(Labeled-object pointing entries)
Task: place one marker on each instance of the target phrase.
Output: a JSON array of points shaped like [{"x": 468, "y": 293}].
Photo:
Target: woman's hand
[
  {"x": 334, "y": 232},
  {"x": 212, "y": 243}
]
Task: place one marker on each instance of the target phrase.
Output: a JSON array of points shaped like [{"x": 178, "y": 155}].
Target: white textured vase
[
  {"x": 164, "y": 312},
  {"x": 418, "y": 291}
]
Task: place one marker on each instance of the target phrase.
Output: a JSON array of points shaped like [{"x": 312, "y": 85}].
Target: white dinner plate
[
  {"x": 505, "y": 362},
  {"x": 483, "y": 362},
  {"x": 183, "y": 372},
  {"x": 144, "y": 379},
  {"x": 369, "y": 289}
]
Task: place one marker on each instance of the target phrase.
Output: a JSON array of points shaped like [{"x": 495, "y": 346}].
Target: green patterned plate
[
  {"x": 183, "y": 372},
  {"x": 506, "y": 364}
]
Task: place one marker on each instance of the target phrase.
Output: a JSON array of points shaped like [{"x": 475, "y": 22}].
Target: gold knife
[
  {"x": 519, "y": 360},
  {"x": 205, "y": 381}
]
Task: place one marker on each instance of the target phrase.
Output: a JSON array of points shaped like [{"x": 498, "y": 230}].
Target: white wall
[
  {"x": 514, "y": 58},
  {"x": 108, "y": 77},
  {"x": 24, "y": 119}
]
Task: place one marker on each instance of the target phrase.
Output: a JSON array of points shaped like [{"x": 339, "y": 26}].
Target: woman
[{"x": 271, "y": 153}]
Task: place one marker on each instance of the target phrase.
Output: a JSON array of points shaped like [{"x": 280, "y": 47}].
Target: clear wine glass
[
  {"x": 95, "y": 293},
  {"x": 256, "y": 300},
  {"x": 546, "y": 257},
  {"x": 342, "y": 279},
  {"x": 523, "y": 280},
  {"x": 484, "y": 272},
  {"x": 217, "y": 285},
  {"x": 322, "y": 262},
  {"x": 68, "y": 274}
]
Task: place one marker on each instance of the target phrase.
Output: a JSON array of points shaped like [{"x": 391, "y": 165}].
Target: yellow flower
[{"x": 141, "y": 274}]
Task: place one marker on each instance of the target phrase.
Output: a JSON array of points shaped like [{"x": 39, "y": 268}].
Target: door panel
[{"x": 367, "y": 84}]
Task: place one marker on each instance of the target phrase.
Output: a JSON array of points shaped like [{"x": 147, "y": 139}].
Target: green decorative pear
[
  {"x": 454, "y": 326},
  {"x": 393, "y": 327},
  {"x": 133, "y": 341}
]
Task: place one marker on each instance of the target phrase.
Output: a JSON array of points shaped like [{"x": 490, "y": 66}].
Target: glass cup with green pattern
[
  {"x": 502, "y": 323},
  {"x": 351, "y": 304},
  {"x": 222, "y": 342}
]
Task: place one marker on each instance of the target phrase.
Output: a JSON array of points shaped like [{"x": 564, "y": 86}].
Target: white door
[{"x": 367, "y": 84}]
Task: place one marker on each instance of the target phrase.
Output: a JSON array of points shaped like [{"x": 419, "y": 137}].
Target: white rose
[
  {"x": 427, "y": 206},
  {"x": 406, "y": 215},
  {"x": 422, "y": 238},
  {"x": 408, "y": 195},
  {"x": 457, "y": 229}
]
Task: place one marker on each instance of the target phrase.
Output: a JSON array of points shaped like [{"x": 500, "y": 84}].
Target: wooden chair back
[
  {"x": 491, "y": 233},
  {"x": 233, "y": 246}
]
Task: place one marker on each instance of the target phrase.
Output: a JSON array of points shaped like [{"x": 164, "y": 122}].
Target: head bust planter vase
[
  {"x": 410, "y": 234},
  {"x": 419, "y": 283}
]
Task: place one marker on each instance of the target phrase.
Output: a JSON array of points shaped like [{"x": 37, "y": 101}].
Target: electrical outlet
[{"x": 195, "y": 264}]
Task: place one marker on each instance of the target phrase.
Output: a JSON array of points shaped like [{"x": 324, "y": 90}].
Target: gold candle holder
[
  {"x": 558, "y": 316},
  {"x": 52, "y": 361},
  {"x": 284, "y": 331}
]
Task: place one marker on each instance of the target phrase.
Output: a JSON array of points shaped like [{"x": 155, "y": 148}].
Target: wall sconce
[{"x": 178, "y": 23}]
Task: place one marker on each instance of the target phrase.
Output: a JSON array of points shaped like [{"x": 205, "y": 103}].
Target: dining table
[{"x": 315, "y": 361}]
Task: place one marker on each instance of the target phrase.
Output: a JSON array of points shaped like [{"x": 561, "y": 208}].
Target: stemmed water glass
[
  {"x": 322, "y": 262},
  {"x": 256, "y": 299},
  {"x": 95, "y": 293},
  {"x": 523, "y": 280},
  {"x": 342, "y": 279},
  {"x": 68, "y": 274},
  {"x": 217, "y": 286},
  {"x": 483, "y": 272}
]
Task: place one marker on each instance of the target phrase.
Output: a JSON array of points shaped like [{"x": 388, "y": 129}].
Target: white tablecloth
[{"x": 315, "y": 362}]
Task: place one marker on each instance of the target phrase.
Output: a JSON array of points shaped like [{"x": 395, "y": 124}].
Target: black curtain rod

The exercise. Report every line of the items above that contains the string "door", copying each one unchanged. Treat matching as case-sensitive.

Reply.
Target: door panel
Target: white door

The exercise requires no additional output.